It is often in the face of adversity that humanity shines the brightest and so it has been for us in Kosovo. In all my years of traveling, I have never experienced anything like the hospitality, generosity, and helpfulness we have received since arriving in the beautiful country.
The first person we met was the lady at the border, who after looking through my passports wanted to know all about Thailand, Cambodia, and Vietnam. I think she would have continued chatting forever had the queue of cars not started to pile up. We then stopped at Antika Restaurant, where the owner allowed us to park behind the building where it would be quieter during the night. I only had Serbian Dinar on me so before we ordered I checked that they took credit cards. Halfway through our meal, they realised that their credit card machine wasn’t working, but they weren’t phased and said I could pay tomorrow. I offered to leave my passport and he laughed and said that if I was the kind of person who wouldn’t come back to pay, then I should just continue to the hills! Where do you find this kind of trust in this day and age?
During the evening we met British Phil, who said his work colleague organised visas for all their international students and may be able to help us. So at the appointed 10 am, we arrived at the MAT Training School, which trains students on mine and bomb disposal. We were introduced to the fabulous Arben, who spent the next hour or so, phoning all the consulates to try and figure out if the Balkan countries actually used our allocated Schengen days if we entered on a Schengen visa and what our other options were with getting into Montenegro.
We had no luck in answering if they use our Schengen days, but we did confirm I could enter Montenegro and Albania on a UK visa. So he printed out the visa laws for both Montenegro and Albania, in their respective languages and highlighted the sections where it says we could enter on a UK visa. He then wrote in both languages asking for them to please let us enter on our UK visas. These pages feel like gold in my hands, so fingers crossed they work!!

» **Supplied data**
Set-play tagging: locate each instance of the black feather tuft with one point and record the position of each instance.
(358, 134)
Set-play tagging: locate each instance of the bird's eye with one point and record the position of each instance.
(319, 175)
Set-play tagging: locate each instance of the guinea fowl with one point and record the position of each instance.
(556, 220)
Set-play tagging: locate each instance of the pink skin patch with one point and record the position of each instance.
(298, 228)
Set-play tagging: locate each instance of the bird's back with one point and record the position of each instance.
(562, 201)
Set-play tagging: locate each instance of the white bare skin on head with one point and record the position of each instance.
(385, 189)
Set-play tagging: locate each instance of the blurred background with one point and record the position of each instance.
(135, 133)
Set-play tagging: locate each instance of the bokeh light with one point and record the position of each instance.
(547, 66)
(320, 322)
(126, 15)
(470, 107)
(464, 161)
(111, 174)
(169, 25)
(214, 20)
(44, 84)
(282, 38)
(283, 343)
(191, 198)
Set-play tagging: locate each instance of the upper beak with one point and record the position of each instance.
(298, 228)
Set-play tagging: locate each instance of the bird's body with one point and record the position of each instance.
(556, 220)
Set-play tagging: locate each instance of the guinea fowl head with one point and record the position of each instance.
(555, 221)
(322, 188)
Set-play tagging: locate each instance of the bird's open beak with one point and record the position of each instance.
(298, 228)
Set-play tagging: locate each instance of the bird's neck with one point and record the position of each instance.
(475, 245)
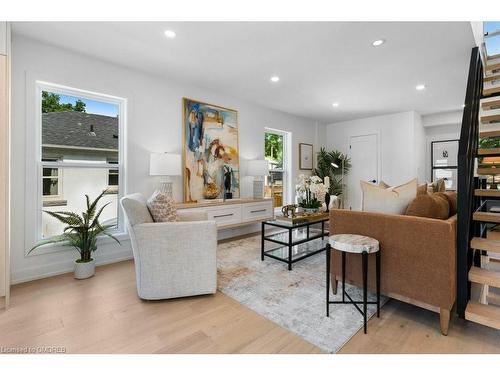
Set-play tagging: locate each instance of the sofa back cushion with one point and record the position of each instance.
(392, 201)
(434, 206)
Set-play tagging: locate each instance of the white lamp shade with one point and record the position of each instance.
(164, 164)
(258, 168)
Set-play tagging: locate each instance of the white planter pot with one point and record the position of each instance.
(84, 270)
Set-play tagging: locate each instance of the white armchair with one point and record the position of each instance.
(174, 259)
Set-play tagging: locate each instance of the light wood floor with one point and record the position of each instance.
(104, 315)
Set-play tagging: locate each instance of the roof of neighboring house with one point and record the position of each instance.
(72, 129)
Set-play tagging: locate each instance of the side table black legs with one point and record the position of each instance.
(364, 261)
(364, 265)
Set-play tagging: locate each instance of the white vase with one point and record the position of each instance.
(84, 270)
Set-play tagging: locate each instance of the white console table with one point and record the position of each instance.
(233, 212)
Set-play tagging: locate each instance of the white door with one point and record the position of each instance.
(363, 151)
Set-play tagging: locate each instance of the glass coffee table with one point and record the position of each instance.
(296, 241)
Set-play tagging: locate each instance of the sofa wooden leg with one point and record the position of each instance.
(333, 280)
(444, 317)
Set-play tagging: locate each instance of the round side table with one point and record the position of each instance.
(356, 244)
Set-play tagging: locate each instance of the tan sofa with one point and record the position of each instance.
(418, 258)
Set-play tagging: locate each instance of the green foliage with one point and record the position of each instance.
(324, 168)
(51, 103)
(274, 148)
(81, 232)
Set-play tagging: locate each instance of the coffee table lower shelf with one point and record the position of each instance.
(291, 254)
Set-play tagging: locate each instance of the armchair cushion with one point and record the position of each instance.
(136, 209)
(162, 208)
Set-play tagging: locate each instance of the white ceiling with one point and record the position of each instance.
(318, 62)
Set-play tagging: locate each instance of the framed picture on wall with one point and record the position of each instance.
(305, 156)
(444, 159)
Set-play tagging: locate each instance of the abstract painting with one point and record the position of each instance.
(210, 151)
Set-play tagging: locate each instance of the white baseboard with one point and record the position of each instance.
(54, 269)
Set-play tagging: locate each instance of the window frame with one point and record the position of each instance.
(35, 164)
(286, 166)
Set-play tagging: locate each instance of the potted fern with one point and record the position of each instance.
(81, 232)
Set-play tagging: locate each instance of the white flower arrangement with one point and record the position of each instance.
(311, 191)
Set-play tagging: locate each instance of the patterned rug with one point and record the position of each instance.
(293, 299)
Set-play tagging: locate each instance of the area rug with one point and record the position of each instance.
(293, 299)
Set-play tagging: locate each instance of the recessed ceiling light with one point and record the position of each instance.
(378, 42)
(170, 34)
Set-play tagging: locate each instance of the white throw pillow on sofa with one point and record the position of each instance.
(393, 200)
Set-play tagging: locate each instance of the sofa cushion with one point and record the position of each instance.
(434, 206)
(136, 209)
(162, 208)
(383, 185)
(422, 189)
(451, 197)
(392, 201)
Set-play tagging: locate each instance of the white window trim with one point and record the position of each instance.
(34, 165)
(287, 165)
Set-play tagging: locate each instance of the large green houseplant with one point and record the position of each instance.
(81, 232)
(324, 168)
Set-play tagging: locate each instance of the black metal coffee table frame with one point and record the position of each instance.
(290, 243)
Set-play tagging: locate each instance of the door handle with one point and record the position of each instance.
(225, 215)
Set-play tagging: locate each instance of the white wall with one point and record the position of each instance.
(154, 124)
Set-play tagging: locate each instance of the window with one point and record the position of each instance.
(50, 181)
(80, 153)
(276, 153)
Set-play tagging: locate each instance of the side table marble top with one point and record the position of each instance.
(354, 243)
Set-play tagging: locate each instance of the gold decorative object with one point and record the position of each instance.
(210, 191)
(289, 208)
(302, 217)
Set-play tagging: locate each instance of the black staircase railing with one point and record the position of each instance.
(467, 151)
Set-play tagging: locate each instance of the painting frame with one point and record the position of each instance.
(186, 188)
(306, 156)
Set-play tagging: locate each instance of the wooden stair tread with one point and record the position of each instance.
(490, 104)
(484, 276)
(483, 314)
(487, 193)
(488, 171)
(490, 118)
(485, 244)
(491, 90)
(488, 151)
(493, 297)
(495, 77)
(490, 134)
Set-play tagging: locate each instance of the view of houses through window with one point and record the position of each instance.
(80, 155)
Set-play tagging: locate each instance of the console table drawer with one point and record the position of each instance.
(225, 215)
(256, 211)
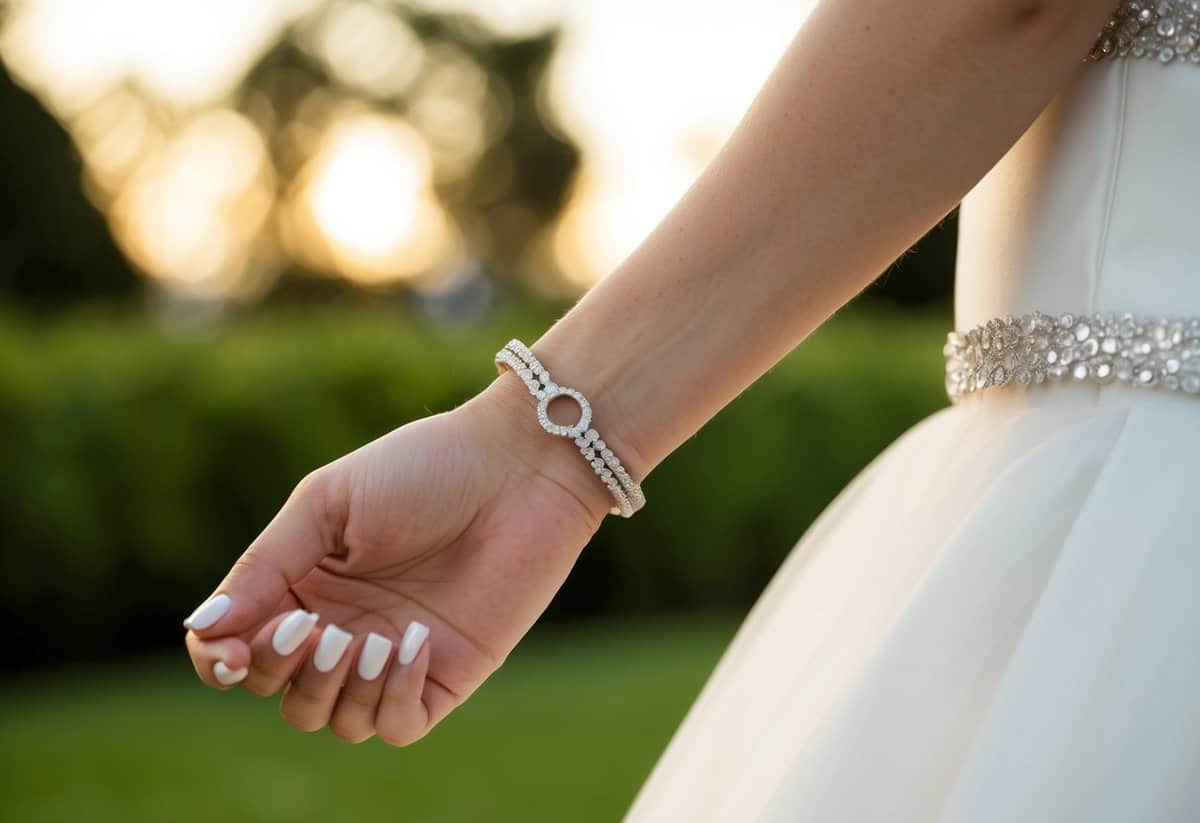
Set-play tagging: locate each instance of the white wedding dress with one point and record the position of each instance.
(999, 618)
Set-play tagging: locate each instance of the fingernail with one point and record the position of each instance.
(293, 631)
(209, 612)
(330, 648)
(373, 656)
(226, 676)
(411, 643)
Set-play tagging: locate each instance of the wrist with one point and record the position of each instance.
(510, 414)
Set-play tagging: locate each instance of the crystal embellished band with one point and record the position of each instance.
(1145, 352)
(628, 494)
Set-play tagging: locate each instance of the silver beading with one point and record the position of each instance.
(1164, 30)
(1145, 352)
(628, 494)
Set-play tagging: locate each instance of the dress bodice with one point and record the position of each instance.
(1096, 209)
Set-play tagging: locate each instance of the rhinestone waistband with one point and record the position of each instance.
(1146, 352)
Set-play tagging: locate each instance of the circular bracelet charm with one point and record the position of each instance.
(628, 494)
(549, 394)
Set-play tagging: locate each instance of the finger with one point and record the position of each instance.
(221, 664)
(403, 718)
(353, 719)
(309, 701)
(279, 649)
(297, 539)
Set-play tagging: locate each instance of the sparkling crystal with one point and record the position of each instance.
(1158, 352)
(1163, 31)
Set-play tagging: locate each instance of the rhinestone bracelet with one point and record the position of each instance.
(1145, 352)
(628, 494)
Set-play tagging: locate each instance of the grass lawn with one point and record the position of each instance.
(564, 732)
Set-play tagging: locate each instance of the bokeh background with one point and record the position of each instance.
(240, 239)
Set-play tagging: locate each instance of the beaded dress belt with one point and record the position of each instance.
(1145, 352)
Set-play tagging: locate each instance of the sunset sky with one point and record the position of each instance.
(649, 90)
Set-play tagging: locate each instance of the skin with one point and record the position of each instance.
(870, 128)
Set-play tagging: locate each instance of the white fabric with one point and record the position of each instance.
(999, 619)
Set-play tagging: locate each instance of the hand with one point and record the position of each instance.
(465, 522)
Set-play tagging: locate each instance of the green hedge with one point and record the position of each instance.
(139, 460)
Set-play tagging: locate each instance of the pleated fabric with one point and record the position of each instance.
(999, 618)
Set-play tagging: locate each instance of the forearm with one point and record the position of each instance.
(871, 127)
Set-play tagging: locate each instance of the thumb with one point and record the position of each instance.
(297, 539)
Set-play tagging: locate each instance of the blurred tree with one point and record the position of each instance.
(55, 247)
(502, 168)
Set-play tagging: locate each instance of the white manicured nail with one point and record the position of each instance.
(293, 631)
(330, 648)
(226, 676)
(373, 656)
(411, 643)
(209, 612)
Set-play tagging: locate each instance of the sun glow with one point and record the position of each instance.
(367, 194)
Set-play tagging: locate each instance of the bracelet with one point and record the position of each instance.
(628, 494)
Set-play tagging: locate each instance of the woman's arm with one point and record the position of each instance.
(448, 536)
(876, 121)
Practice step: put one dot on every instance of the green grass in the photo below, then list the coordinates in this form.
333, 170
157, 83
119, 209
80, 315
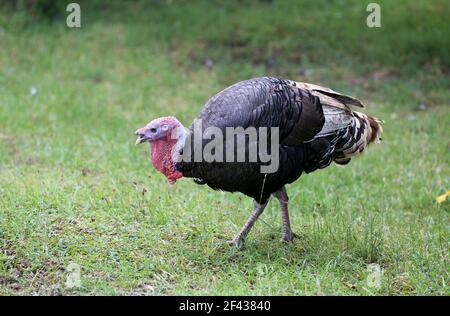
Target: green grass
75, 188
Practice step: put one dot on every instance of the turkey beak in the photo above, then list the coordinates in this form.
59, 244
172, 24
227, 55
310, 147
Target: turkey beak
142, 137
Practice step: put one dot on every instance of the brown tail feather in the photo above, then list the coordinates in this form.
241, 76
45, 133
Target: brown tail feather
363, 131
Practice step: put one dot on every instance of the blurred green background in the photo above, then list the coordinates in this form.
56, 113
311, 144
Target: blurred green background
75, 189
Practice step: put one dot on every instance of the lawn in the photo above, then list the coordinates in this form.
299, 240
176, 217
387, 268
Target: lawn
76, 191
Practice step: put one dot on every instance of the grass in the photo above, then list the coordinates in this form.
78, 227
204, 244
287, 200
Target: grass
75, 189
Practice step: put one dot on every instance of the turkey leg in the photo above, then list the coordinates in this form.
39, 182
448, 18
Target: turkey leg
282, 197
258, 209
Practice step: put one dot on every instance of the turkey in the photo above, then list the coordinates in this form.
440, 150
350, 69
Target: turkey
314, 126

» **Task item**
Using the account of travel in Kosovo, say whether each statement agrees with it, answering yes or no and quoting the words that decide it.
1. The owner of Antika Restaurant asked the traveler to leave a passport as security.
2. Arben spent about an hour phoning consulates.
3. The travelers learned whether the Balkan countries use their Schengen days.
The rows play no part in this work.

» **Expected answer**
1. No: "I offered to leave my passport and he laughed"
2. Yes: "spent the next hour or so, phoning all the consulates"
3. No: "We had no luck in answering if they use our Schengen days"